» **DIRECTIVE**: Copy every line of the data below word for word, leaving out the pictures.

•••••

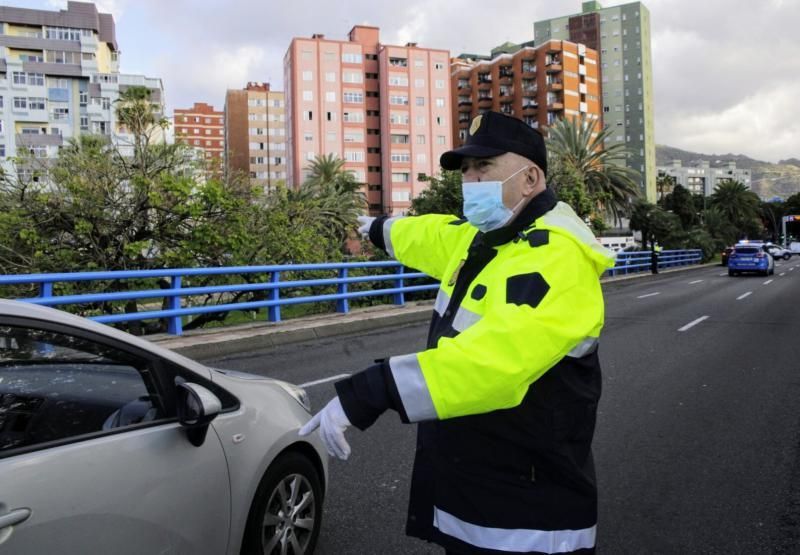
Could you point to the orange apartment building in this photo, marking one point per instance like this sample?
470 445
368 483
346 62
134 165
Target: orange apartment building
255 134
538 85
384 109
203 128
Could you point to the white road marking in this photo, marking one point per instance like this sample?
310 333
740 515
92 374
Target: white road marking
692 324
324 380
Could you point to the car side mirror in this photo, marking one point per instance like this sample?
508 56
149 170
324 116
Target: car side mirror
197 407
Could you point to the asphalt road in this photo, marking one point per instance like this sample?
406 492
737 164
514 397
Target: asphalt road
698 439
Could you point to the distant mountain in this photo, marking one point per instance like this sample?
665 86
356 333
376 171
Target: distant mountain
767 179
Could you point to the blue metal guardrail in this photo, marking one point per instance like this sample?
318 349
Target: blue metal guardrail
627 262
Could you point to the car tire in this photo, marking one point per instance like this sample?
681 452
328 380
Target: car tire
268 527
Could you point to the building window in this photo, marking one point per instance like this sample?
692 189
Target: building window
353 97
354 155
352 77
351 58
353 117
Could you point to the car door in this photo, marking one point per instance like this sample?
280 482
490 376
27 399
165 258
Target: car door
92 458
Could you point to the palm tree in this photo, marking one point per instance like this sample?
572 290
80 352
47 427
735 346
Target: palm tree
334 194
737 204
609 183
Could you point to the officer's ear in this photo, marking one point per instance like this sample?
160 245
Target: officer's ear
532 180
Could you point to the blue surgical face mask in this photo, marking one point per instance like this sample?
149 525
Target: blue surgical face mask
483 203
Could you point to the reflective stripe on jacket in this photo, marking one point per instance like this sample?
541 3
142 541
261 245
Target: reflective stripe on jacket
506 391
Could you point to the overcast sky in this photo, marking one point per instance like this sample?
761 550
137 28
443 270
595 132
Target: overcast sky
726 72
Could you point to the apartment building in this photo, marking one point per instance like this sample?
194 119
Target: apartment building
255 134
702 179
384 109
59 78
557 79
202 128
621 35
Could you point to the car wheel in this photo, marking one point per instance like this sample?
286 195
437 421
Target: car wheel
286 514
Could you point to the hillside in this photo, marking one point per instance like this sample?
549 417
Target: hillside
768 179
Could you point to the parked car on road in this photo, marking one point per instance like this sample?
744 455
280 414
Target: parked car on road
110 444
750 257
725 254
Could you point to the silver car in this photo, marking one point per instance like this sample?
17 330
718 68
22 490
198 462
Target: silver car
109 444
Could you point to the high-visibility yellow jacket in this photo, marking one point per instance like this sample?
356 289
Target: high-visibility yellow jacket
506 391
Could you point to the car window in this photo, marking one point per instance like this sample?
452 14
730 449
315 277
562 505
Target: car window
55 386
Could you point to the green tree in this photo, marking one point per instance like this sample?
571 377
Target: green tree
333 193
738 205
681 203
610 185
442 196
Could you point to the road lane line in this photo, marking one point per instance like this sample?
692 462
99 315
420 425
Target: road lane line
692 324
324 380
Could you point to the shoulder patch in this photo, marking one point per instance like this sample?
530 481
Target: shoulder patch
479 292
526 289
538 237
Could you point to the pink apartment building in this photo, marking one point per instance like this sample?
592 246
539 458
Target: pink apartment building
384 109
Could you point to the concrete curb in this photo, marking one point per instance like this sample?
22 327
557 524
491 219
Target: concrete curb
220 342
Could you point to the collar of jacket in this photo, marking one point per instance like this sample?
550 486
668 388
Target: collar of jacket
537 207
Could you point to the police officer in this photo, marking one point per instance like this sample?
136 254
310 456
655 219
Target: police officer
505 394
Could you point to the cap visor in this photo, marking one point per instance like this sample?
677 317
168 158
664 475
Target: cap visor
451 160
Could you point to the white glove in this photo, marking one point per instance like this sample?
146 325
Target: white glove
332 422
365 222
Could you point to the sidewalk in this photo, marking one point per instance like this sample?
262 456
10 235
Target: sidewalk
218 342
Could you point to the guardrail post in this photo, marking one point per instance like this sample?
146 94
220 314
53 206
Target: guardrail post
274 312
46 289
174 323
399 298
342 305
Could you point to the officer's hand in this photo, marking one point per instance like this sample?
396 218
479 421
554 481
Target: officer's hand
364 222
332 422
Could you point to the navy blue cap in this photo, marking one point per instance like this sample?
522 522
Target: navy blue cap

•••••

» **RESPONSE BELOW**:
Could you point to the orange apartment building in this photo, marking one point per instance like this sample?
470 445
368 483
346 62
134 165
Target: orange apartment building
255 134
538 85
384 109
203 128
Could you point to the white road marking in this photo, marking one point per instance like this sample?
310 333
740 515
92 374
Target: white road marking
692 324
324 380
Could you point to the car side mirror in this photo, marking one point per instance like this sample?
508 56
149 170
324 116
Target: car side mirror
197 407
Could you point to the asphalt road in this photo, marking one point per instance like this sample?
406 492
737 164
514 397
Target: asphalt road
698 439
Could you point to the distant mountain in this photo, marking one point per instance like this sample?
665 86
356 333
376 171
Target: distant mountain
767 179
Could you point to the blue metal guardrail in this photo, marking one point per instance like this sample?
318 349
Target: blue metal guardrail
627 262
Could you point to the car tire in this photo, marking one point per instance like this sample?
681 452
328 380
Target: car tire
268 527
Could you point to the building window in this photo, marking one point per instance like this sample?
692 189
Target: building window
353 97
354 155
352 77
351 58
353 117
Could you point to the car door in this photo, marking one point per instance like this sample?
280 482
490 376
27 399
165 258
Target: car door
92 458
Could you point to the palm tree in this photo, marking one point per instance like this sample?
572 290
80 352
47 427
735 346
Target: palm tree
334 194
737 204
609 183
Could you point to the officer's ear in this photo, marking one point per instance like this sample?
160 245
Target: officer's ear
532 180
Could you point to the blue surgical face mask in this photo, marking one point per instance like this sample?
149 525
Target: blue surgical face mask
483 203
Could you point to the reflective stripe on jacket in this photo, marking one point per instance like this sample?
541 3
142 541
261 245
Target: reflective stripe on jacket
506 391
Could you point to the overcast sky in this photo, marking one point per instance like this sample?
761 550
137 28
443 270
595 132
Target: overcast sky
726 72
Could you point to the apartment building in this photo, marking one point per instance like this sample?
194 119
Target: apartment building
255 134
702 179
384 109
59 78
557 79
202 128
621 35
Could you point to the car wheel in this photo, marking one point per instance like this sample?
286 195
437 421
Target: car wheel
286 514
Could you point to the hillside in this photo, marking one point per instance like this sample?
549 417
Target: hillside
768 179
Could you point to the parked car on road in this photo, marking one point per instance like this sample?
744 455
280 414
Target: parked car on road
110 444
750 257
725 254
Could you point to the silver car in this photo, marking one point per instance like this sample?
17 330
718 68
22 490
198 462
Target: silver car
109 444
Could you point to the high-visibility yellow jacket in this photo, marking one point per instance like this sample?
356 289
Target: high-visibility yellow jacket
506 391
Could you point to the car window in this photo, marking one point per instance like this sample?
452 14
730 449
315 277
562 505
Target: car window
55 386
Could you point to the green tree in this photo, marking one point per instance like this sample?
571 377
Target: green tree
333 193
738 205
681 203
610 185
442 196
Could you point to the road lane line in this photo, marking one point per instance like this sample?
692 462
99 315
420 425
Target: road lane line
692 324
324 380
Could you point to the shoulder patch in this photo, marking one point per instance like this sample?
530 481
Target: shoulder patch
479 292
526 289
538 237
Could you point to the pink apartment building in this photo, marking one point per instance like this sample?
592 246
539 458
Target: pink apartment building
384 109
Could you point to the concrete curb in this photo, marking one point per instance like this sample?
22 327
557 524
491 219
Target: concrete curb
220 342
Could you point to the collar of jacket in this photo, marking one point per instance like this sample?
550 486
668 388
Target: collar of jacket
537 207
Could you point to the police officer in this photo, marking one point per instance like this sample?
136 254
310 456
655 219
Target: police officer
505 394
Could you point to the cap visor in this photo, marking one point per instance like this sample?
677 317
168 158
664 475
Target: cap visor
451 160
Could you point to the white glove in this photo, marking one point per instance like this sample?
146 325
Target: white glove
332 422
365 222
Could you point to the sidewalk in this photo, marking one point per instance like this sample?
262 456
10 235
Target: sidewalk
218 342
Could you point to the guardrail post in this photo, marking one point per instance like this sample?
146 94
220 314
53 206
Target: guardrail post
274 312
46 289
174 323
399 298
342 305
Could you point to the officer's hand in this photo, marking one point per instance like this sample?
396 218
479 421
554 481
Target: officer's hand
364 222
332 422
Could you point to the navy blue cap in this photo, marking one point per instance like this sample?
522 522
Target: navy blue cap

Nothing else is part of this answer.